Records shown below:

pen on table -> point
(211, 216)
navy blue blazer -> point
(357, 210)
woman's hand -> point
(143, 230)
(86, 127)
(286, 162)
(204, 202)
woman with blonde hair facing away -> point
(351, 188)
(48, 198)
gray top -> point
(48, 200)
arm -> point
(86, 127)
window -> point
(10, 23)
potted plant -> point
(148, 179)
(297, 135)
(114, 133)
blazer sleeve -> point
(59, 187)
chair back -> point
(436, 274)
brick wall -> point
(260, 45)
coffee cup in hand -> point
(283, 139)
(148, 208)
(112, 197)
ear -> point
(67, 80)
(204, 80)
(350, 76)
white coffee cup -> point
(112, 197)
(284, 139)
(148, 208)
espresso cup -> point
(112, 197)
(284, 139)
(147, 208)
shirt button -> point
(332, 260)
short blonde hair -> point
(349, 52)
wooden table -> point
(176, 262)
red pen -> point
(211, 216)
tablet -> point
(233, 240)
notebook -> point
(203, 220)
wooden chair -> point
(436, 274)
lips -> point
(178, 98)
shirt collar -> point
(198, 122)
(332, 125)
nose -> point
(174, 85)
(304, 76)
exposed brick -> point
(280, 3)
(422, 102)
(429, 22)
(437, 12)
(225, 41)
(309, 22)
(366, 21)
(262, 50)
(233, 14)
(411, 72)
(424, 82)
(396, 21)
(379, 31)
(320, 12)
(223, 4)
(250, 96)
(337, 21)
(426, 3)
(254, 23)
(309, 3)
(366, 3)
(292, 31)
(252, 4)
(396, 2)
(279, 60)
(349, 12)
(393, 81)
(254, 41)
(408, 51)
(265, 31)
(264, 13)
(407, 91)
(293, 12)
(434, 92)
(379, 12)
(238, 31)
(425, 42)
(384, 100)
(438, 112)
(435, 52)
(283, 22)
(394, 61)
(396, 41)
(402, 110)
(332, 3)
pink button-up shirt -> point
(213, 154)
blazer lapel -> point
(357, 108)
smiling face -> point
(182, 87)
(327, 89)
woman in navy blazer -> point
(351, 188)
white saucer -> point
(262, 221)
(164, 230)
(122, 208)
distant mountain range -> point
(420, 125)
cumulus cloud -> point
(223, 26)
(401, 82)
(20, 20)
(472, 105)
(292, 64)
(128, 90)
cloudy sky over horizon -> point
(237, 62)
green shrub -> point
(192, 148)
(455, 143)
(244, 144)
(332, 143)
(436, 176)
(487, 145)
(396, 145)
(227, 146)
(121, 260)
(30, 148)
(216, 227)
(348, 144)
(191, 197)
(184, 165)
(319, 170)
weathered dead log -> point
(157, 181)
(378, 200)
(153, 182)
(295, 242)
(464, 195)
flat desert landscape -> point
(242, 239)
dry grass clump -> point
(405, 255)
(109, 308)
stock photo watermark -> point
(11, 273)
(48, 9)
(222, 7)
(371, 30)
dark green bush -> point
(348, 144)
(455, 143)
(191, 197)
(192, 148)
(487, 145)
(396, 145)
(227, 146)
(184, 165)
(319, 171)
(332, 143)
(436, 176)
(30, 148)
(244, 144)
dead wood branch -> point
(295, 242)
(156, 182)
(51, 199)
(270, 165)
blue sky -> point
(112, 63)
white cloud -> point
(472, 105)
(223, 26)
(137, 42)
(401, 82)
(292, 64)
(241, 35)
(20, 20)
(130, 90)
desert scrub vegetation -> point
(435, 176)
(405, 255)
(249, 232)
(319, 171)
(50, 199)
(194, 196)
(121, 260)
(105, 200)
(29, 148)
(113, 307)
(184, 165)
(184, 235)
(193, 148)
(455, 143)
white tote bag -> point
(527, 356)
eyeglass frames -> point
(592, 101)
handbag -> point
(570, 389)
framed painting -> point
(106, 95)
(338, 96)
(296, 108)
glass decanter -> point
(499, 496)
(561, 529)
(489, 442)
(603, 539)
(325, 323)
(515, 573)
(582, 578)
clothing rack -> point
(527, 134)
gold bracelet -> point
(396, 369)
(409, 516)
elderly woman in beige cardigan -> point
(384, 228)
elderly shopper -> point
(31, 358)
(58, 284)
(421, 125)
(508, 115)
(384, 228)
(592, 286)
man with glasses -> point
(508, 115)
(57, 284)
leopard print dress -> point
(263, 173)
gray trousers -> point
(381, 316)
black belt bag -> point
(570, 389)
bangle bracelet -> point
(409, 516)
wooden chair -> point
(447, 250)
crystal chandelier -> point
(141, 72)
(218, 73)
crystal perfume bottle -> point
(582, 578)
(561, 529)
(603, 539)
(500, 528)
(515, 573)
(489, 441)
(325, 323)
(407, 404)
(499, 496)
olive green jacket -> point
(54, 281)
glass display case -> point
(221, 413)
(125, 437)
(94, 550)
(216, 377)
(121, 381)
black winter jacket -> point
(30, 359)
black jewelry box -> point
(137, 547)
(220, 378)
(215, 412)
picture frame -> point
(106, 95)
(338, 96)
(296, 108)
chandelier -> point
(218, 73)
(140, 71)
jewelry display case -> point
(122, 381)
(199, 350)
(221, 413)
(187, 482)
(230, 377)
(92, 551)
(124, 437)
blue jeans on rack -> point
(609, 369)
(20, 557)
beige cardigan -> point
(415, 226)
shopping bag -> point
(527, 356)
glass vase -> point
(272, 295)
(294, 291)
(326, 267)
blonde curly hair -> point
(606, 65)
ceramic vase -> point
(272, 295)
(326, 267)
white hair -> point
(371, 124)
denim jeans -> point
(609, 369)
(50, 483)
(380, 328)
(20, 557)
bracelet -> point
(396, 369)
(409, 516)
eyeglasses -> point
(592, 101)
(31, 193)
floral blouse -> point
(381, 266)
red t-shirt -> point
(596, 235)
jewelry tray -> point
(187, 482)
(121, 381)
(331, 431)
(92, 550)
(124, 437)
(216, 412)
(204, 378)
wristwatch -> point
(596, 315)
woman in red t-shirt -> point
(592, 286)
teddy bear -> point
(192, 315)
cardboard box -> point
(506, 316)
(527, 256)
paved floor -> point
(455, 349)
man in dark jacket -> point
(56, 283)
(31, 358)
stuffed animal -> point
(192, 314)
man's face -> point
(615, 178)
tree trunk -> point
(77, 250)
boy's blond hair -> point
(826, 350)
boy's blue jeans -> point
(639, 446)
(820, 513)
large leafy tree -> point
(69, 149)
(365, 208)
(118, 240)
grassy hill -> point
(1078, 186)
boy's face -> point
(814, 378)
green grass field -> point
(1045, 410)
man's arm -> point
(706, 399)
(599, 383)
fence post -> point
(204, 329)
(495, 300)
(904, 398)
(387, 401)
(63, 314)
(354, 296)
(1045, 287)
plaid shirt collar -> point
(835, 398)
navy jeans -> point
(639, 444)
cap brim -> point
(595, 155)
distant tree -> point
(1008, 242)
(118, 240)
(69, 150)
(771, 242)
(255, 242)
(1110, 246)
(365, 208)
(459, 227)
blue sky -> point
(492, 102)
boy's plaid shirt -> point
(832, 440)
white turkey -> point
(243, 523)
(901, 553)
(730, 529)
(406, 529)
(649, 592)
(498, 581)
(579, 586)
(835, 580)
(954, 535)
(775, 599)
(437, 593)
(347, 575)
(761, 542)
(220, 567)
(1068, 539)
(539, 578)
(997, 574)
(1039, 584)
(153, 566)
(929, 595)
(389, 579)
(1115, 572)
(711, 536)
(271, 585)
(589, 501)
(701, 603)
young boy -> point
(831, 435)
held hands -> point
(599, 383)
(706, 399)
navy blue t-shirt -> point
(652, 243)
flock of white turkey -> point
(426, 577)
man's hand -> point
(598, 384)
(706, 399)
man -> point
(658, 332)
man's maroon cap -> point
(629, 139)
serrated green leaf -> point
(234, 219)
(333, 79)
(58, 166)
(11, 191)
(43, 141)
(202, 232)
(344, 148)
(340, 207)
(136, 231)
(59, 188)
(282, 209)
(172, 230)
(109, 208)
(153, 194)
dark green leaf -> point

End of Records shown.

- Task goal: Write the lines out exactly, from the one with "grassy hill -> point" down to the last line of the listing, and leave out all others.

- Solution:
grassy hill -> point
(1078, 186)
boy's face -> point
(814, 378)
green grass field -> point
(1045, 410)
man's arm -> point
(706, 399)
(599, 383)
fence post -> point
(204, 329)
(495, 300)
(904, 398)
(387, 401)
(63, 314)
(354, 296)
(1045, 287)
plaid shirt collar -> point
(835, 398)
navy jeans -> point
(639, 444)
cap brim -> point
(595, 155)
distant tree -> point
(1008, 242)
(118, 240)
(69, 150)
(771, 242)
(255, 242)
(1110, 246)
(365, 208)
(459, 227)
blue sky -> point
(492, 102)
boy's plaid shirt -> point
(832, 440)
white turkey -> point
(243, 523)
(901, 553)
(730, 529)
(406, 529)
(649, 592)
(498, 581)
(579, 586)
(835, 580)
(954, 535)
(775, 599)
(437, 593)
(347, 575)
(761, 542)
(220, 567)
(1068, 539)
(539, 578)
(997, 574)
(1039, 584)
(153, 566)
(929, 595)
(389, 579)
(1115, 572)
(711, 536)
(271, 585)
(589, 501)
(701, 603)
young boy -> point
(831, 435)
held hands -> point
(599, 383)
(706, 399)
navy blue t-shirt -> point
(652, 243)
flock of white turkey -> point
(426, 577)
man's hand -> point
(598, 384)
(706, 399)
man -> point
(658, 332)
man's maroon cap -> point
(629, 139)
serrated green leaf -> point
(234, 219)
(333, 79)
(58, 166)
(11, 191)
(43, 141)
(202, 232)
(344, 148)
(340, 207)
(136, 231)
(59, 188)
(282, 209)
(172, 230)
(109, 208)
(153, 194)
dark green leaf -> point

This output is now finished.